• _ANWEISUNG_: Gib den Abschnitt vom Anfang der Zeilen bis einschließlich der Zeile, die „box: [0, 261, 471, 298]“ enthält, unverändert wieder und lass die Bilder dabei weg.
──────── DATENZEILEN ────────
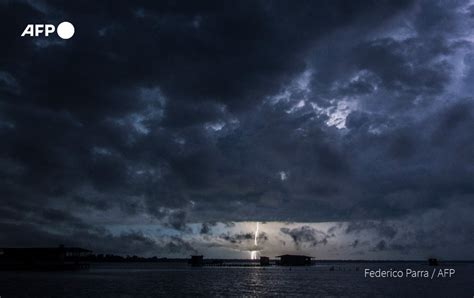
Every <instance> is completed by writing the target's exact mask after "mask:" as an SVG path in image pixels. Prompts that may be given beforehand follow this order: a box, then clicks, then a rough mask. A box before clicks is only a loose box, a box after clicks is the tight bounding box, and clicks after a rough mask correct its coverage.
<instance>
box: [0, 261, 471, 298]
mask: <svg viewBox="0 0 474 298" xmlns="http://www.w3.org/2000/svg"><path fill="white" fill-rule="evenodd" d="M332 266H334V270H330V268H331V267H332ZM357 267H358V270H356V269H357ZM365 268H370V269H373V270H376V269H378V268H381V269H384V270H389V269H393V270H403V271H405V270H406V269H407V268H412V269H416V270H429V271H430V274H431V271H432V270H433V268H436V270H439V269H441V268H452V269H455V271H456V273H455V275H454V276H453V277H451V278H448V277H446V278H441V277H440V278H434V279H430V278H423V277H420V278H410V277H403V278H378V279H377V278H372V279H371V278H365V277H364V269H365ZM0 296H1V298H7V297H115V298H116V297H158V296H167V297H170V296H192V297H196V296H198V297H209V296H285V297H288V296H308V297H310V296H312V297H314V296H321V297H331V296H332V297H420V296H423V297H473V296H474V264H469V263H456V264H452V265H450V264H446V265H443V266H440V267H429V266H425V265H421V264H416V263H394V264H388V263H334V264H322V265H315V266H311V267H299V268H298V267H293V268H291V269H290V268H287V267H273V266H272V267H266V268H264V267H201V268H192V267H188V266H186V265H185V264H93V265H92V267H91V269H90V270H85V271H77V272H43V273H40V272H36V273H34V272H0Z"/></svg>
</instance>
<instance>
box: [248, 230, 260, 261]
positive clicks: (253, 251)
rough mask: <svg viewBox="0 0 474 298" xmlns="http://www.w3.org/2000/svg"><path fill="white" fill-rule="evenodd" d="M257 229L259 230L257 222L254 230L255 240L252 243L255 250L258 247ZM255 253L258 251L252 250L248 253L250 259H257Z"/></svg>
mask: <svg viewBox="0 0 474 298" xmlns="http://www.w3.org/2000/svg"><path fill="white" fill-rule="evenodd" d="M258 229H259V222H258V221H257V228H256V229H255V238H254V240H253V243H254V244H255V248H257V246H258ZM257 253H258V250H252V251H251V252H250V259H252V260H256V259H257Z"/></svg>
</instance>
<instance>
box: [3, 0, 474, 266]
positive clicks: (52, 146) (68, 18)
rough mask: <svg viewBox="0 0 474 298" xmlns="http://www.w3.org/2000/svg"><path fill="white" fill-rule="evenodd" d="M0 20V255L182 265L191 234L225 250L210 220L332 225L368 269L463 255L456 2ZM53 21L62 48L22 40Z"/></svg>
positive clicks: (127, 10)
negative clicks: (442, 221) (157, 229)
mask: <svg viewBox="0 0 474 298" xmlns="http://www.w3.org/2000/svg"><path fill="white" fill-rule="evenodd" d="M0 6H1V9H0V20H1V23H2V25H1V26H0V34H1V35H0V36H2V44H4V45H6V46H3V47H2V48H1V49H0V139H1V142H0V198H1V202H2V206H0V217H1V220H0V231H1V233H0V234H1V235H2V236H0V244H1V245H5V246H10V245H35V244H37V243H30V242H32V240H31V239H32V238H31V235H41V237H39V238H38V239H37V240H35V241H37V242H38V243H41V244H44V245H47V244H48V243H51V242H58V241H62V242H68V241H70V242H74V241H73V240H74V239H76V238H77V237H75V236H76V235H81V237H83V238H84V239H85V241H84V243H82V245H85V246H97V248H100V249H103V250H106V249H109V248H110V247H111V246H113V245H110V246H108V245H107V243H108V244H110V243H114V241H117V242H116V243H120V242H124V238H126V239H128V240H126V241H125V242H128V243H130V245H131V247H128V248H123V249H116V250H118V251H119V252H120V250H121V251H123V252H124V253H125V252H128V251H133V250H136V251H142V252H144V253H145V252H146V253H150V252H153V251H158V252H160V253H161V252H162V253H163V254H166V253H168V252H172V253H175V252H176V253H177V254H179V253H182V254H188V253H189V252H190V251H193V250H196V249H195V248H194V247H192V246H191V245H190V244H189V243H187V242H185V241H186V240H185V239H186V237H191V236H192V235H194V230H192V228H191V226H190V224H192V223H199V224H200V225H202V226H201V227H200V231H199V233H197V234H200V235H202V237H206V236H207V237H210V238H209V239H211V238H212V239H213V237H220V238H221V239H220V240H219V241H221V240H222V241H227V242H230V243H232V244H239V243H240V242H245V240H246V239H247V238H246V235H248V233H252V232H253V230H249V231H242V234H235V235H234V234H232V235H231V234H228V233H230V232H229V231H224V230H221V231H219V233H218V234H213V233H212V230H213V227H214V226H215V225H216V222H221V223H227V224H228V225H229V227H230V226H231V223H232V222H240V221H277V222H307V223H314V222H334V223H336V222H339V223H341V225H347V227H345V231H346V232H347V234H351V235H352V234H354V233H355V234H357V233H358V232H359V231H361V230H365V231H371V233H372V234H373V235H379V236H380V237H379V238H380V239H378V240H379V241H378V242H377V243H376V244H375V245H373V246H372V247H365V248H364V250H363V252H364V253H366V254H370V253H375V252H376V251H385V252H387V255H386V257H389V256H390V255H389V254H388V252H390V251H396V250H404V251H420V250H423V249H426V251H428V250H431V251H438V250H437V247H441V246H442V245H444V244H443V243H441V242H442V241H447V243H448V244H449V243H451V245H448V246H444V247H445V248H446V254H451V255H450V256H452V257H456V258H458V257H459V258H472V255H469V252H468V251H469V250H468V249H469V248H472V245H473V244H472V243H473V241H472V235H473V234H474V233H473V229H474V226H473V223H472V220H470V214H471V213H472V211H474V206H473V200H472V199H473V197H474V184H473V183H472V177H473V174H474V167H473V165H474V138H473V137H472V131H473V129H474V101H473V97H472V92H473V91H474V90H473V87H472V82H473V79H474V55H473V41H474V35H473V33H472V27H473V25H474V24H473V23H474V18H473V14H472V11H473V6H472V5H471V4H470V3H468V2H463V1H454V2H449V3H446V2H432V1H384V2H379V1H358V2H357V3H355V2H354V3H352V2H347V1H330V2H314V3H312V2H311V3H303V2H302V3H297V4H296V3H290V2H281V1H275V2H272V1H262V2H258V1H257V2H255V1H251V2H250V1H249V2H239V3H233V4H231V5H229V4H224V3H222V2H219V1H215V2H214V1H209V2H199V4H198V3H168V2H156V1H150V2H147V1H139V2H133V3H131V2H125V1H119V2H114V4H113V5H111V4H107V3H102V4H101V3H97V2H92V1H91V2H88V3H87V2H86V3H81V4H80V5H79V4H75V3H63V2H61V1H47V2H43V1H3V2H1V3H0ZM64 19H67V20H69V21H71V22H72V23H73V24H74V25H75V27H76V35H75V36H74V38H72V39H71V40H68V41H63V40H60V39H59V38H56V37H51V38H21V37H20V34H21V32H22V31H23V29H24V27H25V26H26V24H28V23H59V22H60V21H63V20H64ZM438 221H443V222H445V223H446V224H445V225H443V226H441V227H440V230H432V229H431V227H432V226H438ZM387 222H392V223H393V225H388V224H387ZM124 225H125V226H127V227H129V229H128V230H123V229H122V230H123V231H122V230H121V231H122V233H121V234H120V233H118V232H117V231H118V230H120V229H119V228H118V227H119V226H124ZM149 225H156V226H159V227H161V228H160V229H158V230H156V231H154V232H153V233H152V234H149V233H148V232H145V231H143V230H141V229H140V228H139V227H141V226H149ZM280 228H281V230H278V229H276V230H275V233H277V234H278V235H280V234H283V235H286V236H289V237H290V239H287V240H291V241H293V242H294V244H295V245H296V246H295V247H294V248H293V249H302V246H303V248H304V247H305V245H306V244H305V243H306V242H308V243H309V244H310V246H313V247H314V248H315V249H316V248H318V247H321V246H324V245H325V244H326V243H327V242H329V243H331V241H336V239H335V237H333V236H332V233H330V232H328V231H321V230H318V229H317V227H313V226H311V225H306V224H301V225H299V226H295V227H286V226H281V227H280ZM252 229H253V228H252ZM12 231H14V232H12ZM407 231H410V233H412V234H411V235H412V236H413V235H415V236H413V237H412V236H406V239H405V240H404V241H401V240H400V239H398V238H397V237H401V235H406V233H408V232H407ZM176 233H177V234H176ZM438 233H442V235H438ZM339 234H341V235H343V234H344V233H342V232H341V233H339ZM150 235H152V236H150ZM153 235H154V236H153ZM73 236H74V237H73ZM280 236H281V235H280ZM438 236H439V237H438ZM192 237H194V236H192ZM192 237H191V238H192ZM265 237H267V238H268V239H267V240H268V241H269V242H271V241H272V240H271V239H272V237H276V236H275V235H272V234H270V233H267V234H266V235H265ZM431 237H436V238H438V240H439V241H440V243H434V242H432V241H431V240H429V239H430V238H431ZM183 239H184V240H183ZM193 239H194V238H193ZM202 239H204V240H202V241H204V242H202V243H201V242H199V243H200V244H199V243H198V244H197V246H202V245H204V244H203V243H205V238H202ZM262 239H263V238H262ZM395 240H397V242H395ZM183 241H184V242H183ZM200 241H201V240H200ZM282 241H284V240H282ZM341 241H342V240H341ZM366 241H368V240H364V239H350V244H351V245H352V247H353V248H360V247H363V244H364V243H372V242H370V241H369V242H366ZM400 241H401V242H400ZM336 242H337V241H336ZM210 243H211V244H212V245H214V246H215V243H214V242H212V241H211V242H210ZM219 243H220V242H219ZM274 243H275V244H274V245H277V244H276V243H277V242H274ZM240 244H241V243H240ZM219 245H221V244H219ZM242 245H244V244H242ZM268 245H270V244H268ZM465 248H466V249H465ZM275 251H277V250H276V249H275ZM470 251H473V250H472V249H471V250H470ZM439 253H440V254H441V253H442V252H439ZM348 254H349V253H348ZM415 255H417V254H415ZM417 256H418V255H417Z"/></svg>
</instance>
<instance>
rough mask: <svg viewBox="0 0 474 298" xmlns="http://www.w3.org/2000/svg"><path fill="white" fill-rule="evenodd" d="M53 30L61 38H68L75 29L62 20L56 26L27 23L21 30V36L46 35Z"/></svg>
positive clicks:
────────
• _ANTWORT_:
Every <instance> is completed by writing the target's exact mask after "mask:" as an SVG path in image pixels. Prompts that may be given beforehand follow this order: a box, then clicks, then a rough mask. A box before clicks is only a loose box, a box after clicks is the tight bounding box, and clicks after a rough mask correct its coverage.
<instance>
box: [0, 261, 471, 298]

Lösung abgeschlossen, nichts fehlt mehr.